Locate each line in the rows below that contains the string "woman", and copy those lines out in full.
====================
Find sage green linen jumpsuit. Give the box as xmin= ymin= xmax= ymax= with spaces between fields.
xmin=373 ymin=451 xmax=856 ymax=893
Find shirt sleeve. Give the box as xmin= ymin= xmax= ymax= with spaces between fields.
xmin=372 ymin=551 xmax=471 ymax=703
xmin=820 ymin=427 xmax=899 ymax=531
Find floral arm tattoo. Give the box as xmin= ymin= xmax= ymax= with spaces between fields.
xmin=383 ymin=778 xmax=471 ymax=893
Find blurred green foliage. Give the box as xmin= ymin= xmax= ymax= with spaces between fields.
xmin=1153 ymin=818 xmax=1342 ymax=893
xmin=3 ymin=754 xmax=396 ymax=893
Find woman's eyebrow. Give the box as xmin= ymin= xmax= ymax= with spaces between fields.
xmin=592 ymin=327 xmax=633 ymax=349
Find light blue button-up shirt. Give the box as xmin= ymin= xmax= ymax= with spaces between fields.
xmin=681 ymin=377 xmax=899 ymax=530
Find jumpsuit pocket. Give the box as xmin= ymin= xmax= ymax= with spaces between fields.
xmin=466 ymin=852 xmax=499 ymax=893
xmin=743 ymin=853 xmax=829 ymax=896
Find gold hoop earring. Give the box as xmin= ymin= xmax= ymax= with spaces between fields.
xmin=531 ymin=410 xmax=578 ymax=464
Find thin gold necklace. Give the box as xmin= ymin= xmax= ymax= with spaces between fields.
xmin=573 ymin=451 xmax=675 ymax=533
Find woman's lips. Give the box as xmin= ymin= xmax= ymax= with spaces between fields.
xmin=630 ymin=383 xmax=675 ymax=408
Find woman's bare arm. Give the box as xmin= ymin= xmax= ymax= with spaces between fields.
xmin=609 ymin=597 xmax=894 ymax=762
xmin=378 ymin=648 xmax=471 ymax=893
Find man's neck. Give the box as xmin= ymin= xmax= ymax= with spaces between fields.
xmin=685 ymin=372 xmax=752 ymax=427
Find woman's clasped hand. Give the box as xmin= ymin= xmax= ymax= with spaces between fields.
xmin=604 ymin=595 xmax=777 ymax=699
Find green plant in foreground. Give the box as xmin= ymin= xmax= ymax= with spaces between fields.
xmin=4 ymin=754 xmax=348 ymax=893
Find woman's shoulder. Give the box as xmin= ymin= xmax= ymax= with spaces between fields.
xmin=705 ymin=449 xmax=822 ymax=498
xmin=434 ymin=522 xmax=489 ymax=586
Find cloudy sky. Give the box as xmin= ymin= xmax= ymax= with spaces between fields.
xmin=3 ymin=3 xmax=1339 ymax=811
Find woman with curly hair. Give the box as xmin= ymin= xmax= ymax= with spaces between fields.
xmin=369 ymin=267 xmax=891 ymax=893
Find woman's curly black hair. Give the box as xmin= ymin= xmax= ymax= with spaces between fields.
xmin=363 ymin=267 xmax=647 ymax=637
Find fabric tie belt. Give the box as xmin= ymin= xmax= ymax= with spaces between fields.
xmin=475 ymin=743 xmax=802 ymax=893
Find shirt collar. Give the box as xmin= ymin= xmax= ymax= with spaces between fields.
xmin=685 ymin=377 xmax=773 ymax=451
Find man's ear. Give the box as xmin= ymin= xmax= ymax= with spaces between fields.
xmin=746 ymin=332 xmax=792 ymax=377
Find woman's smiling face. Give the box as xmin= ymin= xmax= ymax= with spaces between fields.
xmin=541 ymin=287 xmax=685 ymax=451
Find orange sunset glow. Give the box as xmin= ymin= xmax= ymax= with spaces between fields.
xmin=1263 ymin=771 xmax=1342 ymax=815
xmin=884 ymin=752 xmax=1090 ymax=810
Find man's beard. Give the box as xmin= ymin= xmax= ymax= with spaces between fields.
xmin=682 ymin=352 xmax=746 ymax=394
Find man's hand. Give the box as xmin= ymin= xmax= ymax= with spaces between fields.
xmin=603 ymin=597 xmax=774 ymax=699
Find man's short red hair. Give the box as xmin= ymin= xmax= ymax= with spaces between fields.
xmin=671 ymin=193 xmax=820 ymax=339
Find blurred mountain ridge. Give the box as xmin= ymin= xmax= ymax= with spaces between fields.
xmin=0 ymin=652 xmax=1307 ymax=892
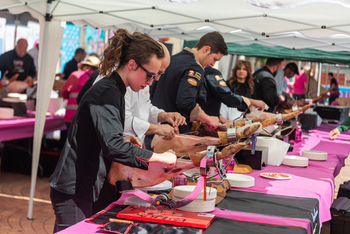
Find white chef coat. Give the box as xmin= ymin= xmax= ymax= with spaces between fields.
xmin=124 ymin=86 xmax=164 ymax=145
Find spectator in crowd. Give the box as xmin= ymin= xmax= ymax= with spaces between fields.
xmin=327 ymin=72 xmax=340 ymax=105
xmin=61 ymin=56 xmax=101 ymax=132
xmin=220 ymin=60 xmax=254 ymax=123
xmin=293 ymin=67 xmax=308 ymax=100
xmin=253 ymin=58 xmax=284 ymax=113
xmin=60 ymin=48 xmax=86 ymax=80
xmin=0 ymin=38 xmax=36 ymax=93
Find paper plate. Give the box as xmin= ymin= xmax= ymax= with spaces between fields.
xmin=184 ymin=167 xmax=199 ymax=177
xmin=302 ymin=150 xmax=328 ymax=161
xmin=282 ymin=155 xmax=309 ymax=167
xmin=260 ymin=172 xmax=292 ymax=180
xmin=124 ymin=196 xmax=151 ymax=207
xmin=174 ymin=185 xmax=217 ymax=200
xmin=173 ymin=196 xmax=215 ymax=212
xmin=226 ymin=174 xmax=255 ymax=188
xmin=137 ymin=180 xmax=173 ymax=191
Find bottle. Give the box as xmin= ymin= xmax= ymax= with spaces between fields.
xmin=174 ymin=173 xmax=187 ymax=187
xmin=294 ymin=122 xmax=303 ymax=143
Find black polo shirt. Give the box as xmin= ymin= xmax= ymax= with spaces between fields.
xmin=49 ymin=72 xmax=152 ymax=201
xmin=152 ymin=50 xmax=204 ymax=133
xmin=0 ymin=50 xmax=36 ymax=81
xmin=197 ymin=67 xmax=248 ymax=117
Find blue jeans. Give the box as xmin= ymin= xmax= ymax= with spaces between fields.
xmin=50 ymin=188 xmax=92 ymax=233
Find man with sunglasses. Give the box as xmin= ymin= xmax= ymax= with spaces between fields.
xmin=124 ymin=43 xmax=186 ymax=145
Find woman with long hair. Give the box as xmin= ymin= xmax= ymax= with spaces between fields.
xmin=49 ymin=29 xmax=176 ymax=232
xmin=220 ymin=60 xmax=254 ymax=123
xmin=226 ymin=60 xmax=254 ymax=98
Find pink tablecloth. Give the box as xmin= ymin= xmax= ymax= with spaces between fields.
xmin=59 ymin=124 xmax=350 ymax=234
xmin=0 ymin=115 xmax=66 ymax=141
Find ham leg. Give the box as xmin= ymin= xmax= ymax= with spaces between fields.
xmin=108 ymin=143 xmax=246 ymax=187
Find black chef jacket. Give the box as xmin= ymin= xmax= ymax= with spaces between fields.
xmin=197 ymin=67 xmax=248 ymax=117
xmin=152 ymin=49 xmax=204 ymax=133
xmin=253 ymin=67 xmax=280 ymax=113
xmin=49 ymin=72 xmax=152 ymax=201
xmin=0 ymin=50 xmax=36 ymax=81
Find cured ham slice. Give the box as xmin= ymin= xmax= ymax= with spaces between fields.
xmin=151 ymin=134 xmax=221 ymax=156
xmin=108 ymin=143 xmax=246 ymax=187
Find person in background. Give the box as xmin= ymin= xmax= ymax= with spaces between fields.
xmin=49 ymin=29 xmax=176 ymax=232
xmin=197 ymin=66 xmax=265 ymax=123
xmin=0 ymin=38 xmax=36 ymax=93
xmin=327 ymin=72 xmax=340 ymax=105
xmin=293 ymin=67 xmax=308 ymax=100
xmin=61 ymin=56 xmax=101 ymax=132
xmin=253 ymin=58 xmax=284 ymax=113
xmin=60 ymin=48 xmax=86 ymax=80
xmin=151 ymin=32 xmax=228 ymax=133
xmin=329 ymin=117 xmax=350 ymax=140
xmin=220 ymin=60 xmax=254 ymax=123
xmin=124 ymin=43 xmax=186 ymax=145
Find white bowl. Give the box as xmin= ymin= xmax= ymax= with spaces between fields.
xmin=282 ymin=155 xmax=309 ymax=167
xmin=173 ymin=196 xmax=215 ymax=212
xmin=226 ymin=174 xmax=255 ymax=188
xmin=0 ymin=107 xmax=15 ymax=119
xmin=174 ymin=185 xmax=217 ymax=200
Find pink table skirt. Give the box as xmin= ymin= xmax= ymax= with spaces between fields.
====================
IN RESPONSE:
Find woman's eyebrow. Give the box as xmin= ymin= xmax= ymax= with spaces between fields.
Find woman's lips. Give the box as xmin= ymin= xmax= ymax= with spaces between fields.
Find woman's bare arm. Give the box as xmin= ymin= xmax= ymax= with spaces between fields.
Find woman's clasped hand. Give the box as xmin= ymin= xmax= ymax= with spaces between fields.
Find woman's shoulder. Give the box as xmin= ymin= xmax= ymax= with spaces between fields.
Find woman with curly hair. Give the box as xmin= ymin= xmax= ymax= with spaces between fields.
Find woman's curly black hair. Give the box as xmin= ymin= xmax= ymax= with spaces between fields.
Find woman's smiling face. Give the box as xmin= ymin= xmax= ymax= with spaces between fields.
Find woman with long hair. Give the box as xmin= ymin= xmax= ymax= with spaces between fields.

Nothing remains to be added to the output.